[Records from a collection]

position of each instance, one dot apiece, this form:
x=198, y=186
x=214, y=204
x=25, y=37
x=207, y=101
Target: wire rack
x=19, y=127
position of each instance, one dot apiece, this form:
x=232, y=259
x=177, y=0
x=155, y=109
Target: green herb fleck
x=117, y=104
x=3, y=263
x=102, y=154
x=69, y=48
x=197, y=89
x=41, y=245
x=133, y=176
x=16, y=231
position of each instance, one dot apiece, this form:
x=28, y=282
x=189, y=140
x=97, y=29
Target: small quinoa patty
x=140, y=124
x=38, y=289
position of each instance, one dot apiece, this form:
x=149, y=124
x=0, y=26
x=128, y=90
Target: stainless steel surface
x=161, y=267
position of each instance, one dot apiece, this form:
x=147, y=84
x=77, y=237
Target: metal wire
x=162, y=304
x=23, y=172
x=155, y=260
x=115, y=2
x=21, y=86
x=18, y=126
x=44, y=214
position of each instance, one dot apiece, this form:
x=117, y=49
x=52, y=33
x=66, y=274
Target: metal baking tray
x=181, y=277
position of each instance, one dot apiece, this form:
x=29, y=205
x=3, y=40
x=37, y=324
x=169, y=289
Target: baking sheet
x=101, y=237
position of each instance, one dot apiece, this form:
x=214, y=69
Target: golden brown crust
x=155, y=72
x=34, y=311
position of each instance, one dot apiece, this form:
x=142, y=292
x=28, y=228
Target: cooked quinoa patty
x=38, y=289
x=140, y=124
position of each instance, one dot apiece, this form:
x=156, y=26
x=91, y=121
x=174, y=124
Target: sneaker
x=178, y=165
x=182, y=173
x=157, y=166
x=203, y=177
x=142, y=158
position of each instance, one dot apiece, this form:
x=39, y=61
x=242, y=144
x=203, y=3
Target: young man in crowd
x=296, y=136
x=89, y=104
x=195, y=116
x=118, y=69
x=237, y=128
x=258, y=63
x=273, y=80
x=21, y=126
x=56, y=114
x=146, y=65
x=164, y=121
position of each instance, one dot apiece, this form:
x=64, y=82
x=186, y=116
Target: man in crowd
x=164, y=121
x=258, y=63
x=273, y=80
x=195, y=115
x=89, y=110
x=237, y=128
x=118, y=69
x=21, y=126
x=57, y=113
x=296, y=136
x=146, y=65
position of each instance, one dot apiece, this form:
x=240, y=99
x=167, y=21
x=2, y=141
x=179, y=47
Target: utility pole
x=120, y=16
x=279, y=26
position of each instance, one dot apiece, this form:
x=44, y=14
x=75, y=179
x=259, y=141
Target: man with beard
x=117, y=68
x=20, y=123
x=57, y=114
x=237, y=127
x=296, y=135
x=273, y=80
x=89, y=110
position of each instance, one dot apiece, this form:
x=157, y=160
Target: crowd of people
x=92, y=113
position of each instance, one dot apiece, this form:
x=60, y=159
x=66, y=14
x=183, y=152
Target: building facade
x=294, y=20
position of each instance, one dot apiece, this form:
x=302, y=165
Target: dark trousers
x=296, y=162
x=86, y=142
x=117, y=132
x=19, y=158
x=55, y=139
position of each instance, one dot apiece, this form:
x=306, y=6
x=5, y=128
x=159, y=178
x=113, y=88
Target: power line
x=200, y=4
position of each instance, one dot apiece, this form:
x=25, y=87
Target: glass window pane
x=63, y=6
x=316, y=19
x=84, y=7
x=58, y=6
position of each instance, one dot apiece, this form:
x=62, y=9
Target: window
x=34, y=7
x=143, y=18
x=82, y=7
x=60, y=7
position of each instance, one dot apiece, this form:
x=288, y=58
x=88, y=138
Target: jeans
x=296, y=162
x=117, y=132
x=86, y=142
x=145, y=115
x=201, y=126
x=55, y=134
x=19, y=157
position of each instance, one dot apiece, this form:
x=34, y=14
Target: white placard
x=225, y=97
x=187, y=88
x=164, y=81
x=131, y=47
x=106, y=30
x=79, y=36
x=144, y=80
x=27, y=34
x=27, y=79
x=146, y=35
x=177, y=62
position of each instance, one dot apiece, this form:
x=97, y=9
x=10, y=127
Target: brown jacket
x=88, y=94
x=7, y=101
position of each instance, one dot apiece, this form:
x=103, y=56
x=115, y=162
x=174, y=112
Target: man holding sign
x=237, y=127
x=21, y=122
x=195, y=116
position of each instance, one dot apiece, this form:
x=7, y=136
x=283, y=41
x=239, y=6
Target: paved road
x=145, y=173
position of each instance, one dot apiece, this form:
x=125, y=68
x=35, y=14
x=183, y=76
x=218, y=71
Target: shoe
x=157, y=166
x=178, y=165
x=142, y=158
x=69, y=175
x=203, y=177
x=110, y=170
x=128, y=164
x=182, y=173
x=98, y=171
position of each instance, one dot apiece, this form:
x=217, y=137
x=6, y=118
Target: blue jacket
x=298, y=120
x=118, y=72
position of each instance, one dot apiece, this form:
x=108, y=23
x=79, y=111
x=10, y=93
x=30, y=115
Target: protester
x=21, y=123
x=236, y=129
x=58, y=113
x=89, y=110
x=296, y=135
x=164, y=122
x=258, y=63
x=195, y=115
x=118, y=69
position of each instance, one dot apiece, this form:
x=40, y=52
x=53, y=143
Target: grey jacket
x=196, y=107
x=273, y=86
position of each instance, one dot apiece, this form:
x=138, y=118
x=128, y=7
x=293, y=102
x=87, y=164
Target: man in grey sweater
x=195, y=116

--

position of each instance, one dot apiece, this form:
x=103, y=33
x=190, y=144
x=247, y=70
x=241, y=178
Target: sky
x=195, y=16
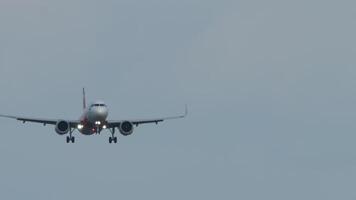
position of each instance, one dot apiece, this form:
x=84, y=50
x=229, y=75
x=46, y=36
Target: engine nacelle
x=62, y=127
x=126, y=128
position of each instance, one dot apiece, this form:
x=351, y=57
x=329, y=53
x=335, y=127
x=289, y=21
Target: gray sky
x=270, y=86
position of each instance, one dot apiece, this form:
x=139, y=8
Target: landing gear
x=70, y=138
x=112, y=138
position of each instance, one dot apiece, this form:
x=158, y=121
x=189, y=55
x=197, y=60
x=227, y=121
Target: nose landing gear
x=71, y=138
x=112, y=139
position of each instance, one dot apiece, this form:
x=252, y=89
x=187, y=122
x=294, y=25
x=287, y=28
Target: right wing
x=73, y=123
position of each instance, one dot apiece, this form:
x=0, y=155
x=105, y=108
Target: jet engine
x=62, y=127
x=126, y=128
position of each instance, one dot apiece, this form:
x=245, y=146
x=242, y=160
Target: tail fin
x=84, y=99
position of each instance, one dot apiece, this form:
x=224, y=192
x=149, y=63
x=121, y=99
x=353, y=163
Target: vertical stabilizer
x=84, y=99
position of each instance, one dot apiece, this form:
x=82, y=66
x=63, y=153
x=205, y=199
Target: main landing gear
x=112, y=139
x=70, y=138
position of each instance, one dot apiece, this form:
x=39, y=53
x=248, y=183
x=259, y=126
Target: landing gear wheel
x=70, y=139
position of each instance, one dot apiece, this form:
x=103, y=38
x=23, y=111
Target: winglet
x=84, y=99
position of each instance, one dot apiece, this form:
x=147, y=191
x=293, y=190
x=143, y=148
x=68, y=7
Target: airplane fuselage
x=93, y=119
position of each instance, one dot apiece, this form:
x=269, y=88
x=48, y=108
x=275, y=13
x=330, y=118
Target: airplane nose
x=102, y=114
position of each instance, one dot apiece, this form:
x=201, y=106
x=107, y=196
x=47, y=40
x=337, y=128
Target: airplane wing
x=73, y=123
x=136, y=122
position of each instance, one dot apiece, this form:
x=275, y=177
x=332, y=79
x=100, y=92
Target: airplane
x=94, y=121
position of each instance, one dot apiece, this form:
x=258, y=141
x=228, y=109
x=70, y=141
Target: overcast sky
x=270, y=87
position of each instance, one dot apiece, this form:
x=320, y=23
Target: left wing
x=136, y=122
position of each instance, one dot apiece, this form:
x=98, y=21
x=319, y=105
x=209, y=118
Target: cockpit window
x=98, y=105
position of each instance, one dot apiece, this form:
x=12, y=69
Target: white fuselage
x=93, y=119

§ What to do: Can you extract every line of the records that contains the string "metal" and copy each one? Matches must respect case.

§ Response:
Target: metal wire
Target: metal baking tray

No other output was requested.